(Natural language region descriptions)
↓

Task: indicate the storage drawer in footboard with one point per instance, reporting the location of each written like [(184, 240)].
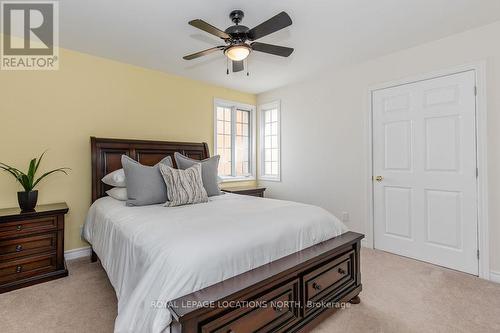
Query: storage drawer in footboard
[(323, 283), (272, 312)]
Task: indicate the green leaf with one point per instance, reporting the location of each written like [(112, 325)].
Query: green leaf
[(31, 170), (26, 183), (39, 160), (11, 171), (3, 165), (63, 170)]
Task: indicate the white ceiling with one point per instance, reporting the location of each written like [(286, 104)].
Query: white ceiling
[(325, 34)]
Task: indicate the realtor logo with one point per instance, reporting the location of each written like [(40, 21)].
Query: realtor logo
[(30, 35)]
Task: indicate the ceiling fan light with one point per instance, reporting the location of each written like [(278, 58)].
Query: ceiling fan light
[(237, 52)]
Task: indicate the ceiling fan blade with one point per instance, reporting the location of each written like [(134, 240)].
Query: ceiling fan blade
[(272, 49), (200, 24), (202, 53), (275, 23), (238, 66)]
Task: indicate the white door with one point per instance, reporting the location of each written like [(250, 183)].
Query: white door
[(424, 155)]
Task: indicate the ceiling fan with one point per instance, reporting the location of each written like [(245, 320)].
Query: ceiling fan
[(236, 36)]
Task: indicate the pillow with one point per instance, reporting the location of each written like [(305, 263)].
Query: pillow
[(118, 193), (184, 187), (145, 185), (115, 178), (209, 168)]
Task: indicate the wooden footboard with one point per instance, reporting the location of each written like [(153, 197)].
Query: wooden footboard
[(292, 294)]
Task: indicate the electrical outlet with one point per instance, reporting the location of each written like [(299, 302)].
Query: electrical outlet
[(345, 217)]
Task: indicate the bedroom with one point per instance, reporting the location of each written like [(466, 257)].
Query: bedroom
[(414, 233)]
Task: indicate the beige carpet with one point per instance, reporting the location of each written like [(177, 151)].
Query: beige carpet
[(400, 295)]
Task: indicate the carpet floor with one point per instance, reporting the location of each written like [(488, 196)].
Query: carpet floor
[(399, 295)]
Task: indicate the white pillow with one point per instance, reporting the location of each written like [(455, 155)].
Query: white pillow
[(115, 178), (118, 193)]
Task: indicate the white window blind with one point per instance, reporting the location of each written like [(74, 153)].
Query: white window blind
[(270, 142)]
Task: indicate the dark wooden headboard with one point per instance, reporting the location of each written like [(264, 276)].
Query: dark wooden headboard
[(106, 156)]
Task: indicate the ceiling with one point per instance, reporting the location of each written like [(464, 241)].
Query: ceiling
[(325, 34)]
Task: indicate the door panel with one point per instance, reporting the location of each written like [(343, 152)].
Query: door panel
[(424, 148)]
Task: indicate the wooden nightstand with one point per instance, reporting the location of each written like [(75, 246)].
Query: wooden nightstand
[(31, 246), (255, 191)]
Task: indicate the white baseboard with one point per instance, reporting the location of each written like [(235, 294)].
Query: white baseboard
[(495, 276), (364, 243), (77, 253)]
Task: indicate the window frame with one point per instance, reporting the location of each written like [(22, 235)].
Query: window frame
[(262, 108), (252, 138)]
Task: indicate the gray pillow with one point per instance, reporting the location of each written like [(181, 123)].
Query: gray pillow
[(209, 168), (184, 187), (145, 185)]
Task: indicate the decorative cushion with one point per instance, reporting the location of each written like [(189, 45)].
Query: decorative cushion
[(118, 193), (115, 178), (209, 172), (184, 187), (145, 185)]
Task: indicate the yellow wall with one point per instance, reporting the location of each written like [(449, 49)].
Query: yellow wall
[(91, 96)]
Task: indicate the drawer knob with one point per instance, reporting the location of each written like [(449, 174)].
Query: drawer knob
[(316, 286)]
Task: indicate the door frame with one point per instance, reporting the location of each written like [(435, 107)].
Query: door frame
[(481, 156)]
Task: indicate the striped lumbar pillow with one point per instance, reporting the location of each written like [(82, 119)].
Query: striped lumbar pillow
[(184, 187)]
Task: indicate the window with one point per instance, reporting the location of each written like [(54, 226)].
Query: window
[(270, 141), (234, 140)]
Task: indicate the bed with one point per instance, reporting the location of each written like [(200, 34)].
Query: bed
[(235, 264)]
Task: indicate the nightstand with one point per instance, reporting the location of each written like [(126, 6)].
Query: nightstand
[(31, 246), (255, 191)]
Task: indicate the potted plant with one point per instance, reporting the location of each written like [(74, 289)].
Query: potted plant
[(27, 199)]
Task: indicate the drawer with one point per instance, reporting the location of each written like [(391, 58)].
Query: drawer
[(319, 284), (26, 227), (26, 267), (272, 312), (25, 246)]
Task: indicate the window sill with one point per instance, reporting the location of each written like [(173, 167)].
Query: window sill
[(237, 179), (270, 179)]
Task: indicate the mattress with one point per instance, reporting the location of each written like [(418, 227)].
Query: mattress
[(154, 254)]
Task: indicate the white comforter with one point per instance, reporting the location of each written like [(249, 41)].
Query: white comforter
[(155, 253)]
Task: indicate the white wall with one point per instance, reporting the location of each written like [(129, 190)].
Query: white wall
[(324, 125)]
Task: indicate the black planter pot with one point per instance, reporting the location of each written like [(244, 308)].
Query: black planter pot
[(27, 200)]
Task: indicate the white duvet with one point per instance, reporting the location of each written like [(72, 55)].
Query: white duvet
[(156, 253)]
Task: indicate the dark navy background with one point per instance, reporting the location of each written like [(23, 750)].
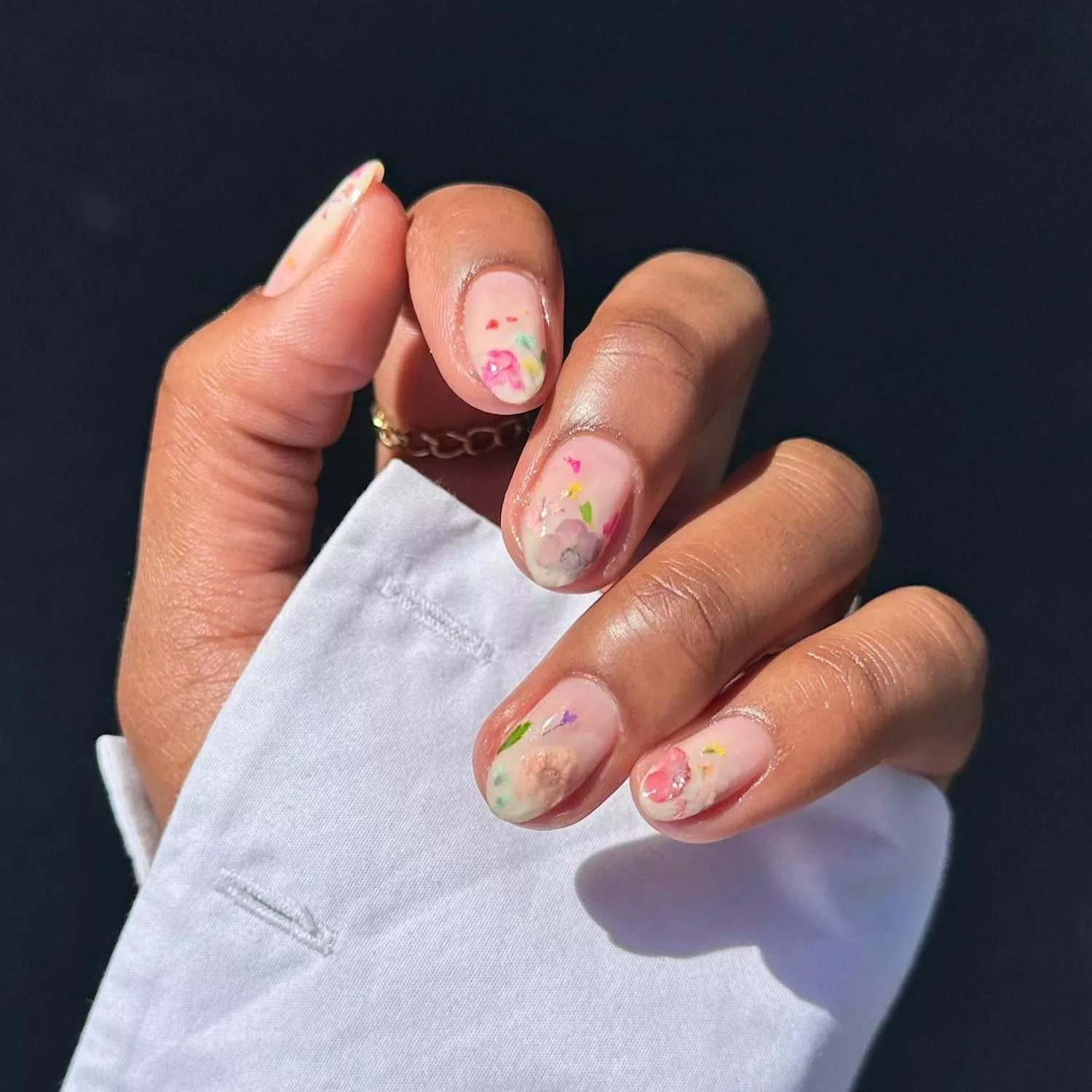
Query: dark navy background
[(911, 183)]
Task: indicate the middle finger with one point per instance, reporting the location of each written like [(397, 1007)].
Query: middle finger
[(672, 347), (779, 553)]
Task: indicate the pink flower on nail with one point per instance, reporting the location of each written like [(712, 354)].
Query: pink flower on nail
[(668, 778), (570, 550), (550, 773), (502, 367)]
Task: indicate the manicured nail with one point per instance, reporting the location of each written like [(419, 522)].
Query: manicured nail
[(319, 236), (574, 509), (552, 751), (506, 334), (713, 764)]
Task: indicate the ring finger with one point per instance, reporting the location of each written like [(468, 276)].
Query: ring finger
[(779, 554)]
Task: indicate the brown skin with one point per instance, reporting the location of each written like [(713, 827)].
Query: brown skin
[(248, 403)]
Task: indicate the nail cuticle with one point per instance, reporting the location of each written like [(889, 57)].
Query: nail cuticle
[(545, 757), (505, 331), (722, 761), (577, 510)]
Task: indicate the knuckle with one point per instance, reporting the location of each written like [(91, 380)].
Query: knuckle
[(694, 605), (950, 622), (657, 342), (867, 674), (821, 478)]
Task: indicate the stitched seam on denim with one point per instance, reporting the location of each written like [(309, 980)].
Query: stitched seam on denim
[(283, 914), (437, 620)]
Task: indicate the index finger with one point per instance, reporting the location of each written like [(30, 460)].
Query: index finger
[(486, 286)]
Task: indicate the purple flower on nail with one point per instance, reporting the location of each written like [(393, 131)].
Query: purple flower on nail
[(502, 367), (570, 550)]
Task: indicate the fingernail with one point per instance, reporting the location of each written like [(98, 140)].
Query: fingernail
[(506, 334), (713, 764), (574, 509), (317, 238), (552, 751)]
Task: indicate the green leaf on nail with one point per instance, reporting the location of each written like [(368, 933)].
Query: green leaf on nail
[(515, 736)]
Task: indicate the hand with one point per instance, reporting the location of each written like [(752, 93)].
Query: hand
[(638, 427)]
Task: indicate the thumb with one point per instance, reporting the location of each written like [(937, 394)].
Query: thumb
[(245, 406)]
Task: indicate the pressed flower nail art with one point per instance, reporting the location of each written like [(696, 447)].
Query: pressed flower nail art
[(547, 755), (720, 761), (574, 509), (314, 240), (506, 334)]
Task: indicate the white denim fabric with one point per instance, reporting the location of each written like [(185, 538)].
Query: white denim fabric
[(332, 906)]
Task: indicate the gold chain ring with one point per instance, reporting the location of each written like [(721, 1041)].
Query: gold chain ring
[(480, 440)]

↑

* _Your instructions_:
The required answer is the exact run of lines above starting at the line with "Query: white window blind" and ending at the line with "Task: indicate the decorative", with both ends present.

* _Response to this task_:
Query: white window blind
[(270, 142)]
Task: indicate the dark wooden headboard with one point per instance, reporting the location of each written like [(264, 276)].
Query: dark wooden headboard
[(106, 156)]
Task: indicate the ceiling with one point per instance, reporting the location of each written like [(464, 241)].
Query: ceiling
[(325, 34)]
Task: indicate the door panel with one point per instance, reporting the location of each written like [(343, 152)].
Query: door panel
[(424, 148)]
Task: indicate the wooden nightstand with one point per instance, reporting the location of each written like [(75, 246)].
Query: wooden nightstand
[(31, 246), (255, 191)]
Task: indicate the white baseboard with one point per instance, reporting the location of each written like [(235, 294)].
Query: white baseboard
[(495, 276), (364, 243), (77, 253)]
Task: indicate the window frame with one point per instance, reporting the location of each written like [(22, 235)].
Query: window frame
[(262, 108), (252, 138)]
Task: indicate the gray pillow with one point per instance, reporting the location of each written like [(181, 123)].
Query: gray pillow
[(209, 168), (184, 187), (145, 185)]
Task: indicate the decorative cushion with one point per instance, reporting the location of each written like [(189, 45)].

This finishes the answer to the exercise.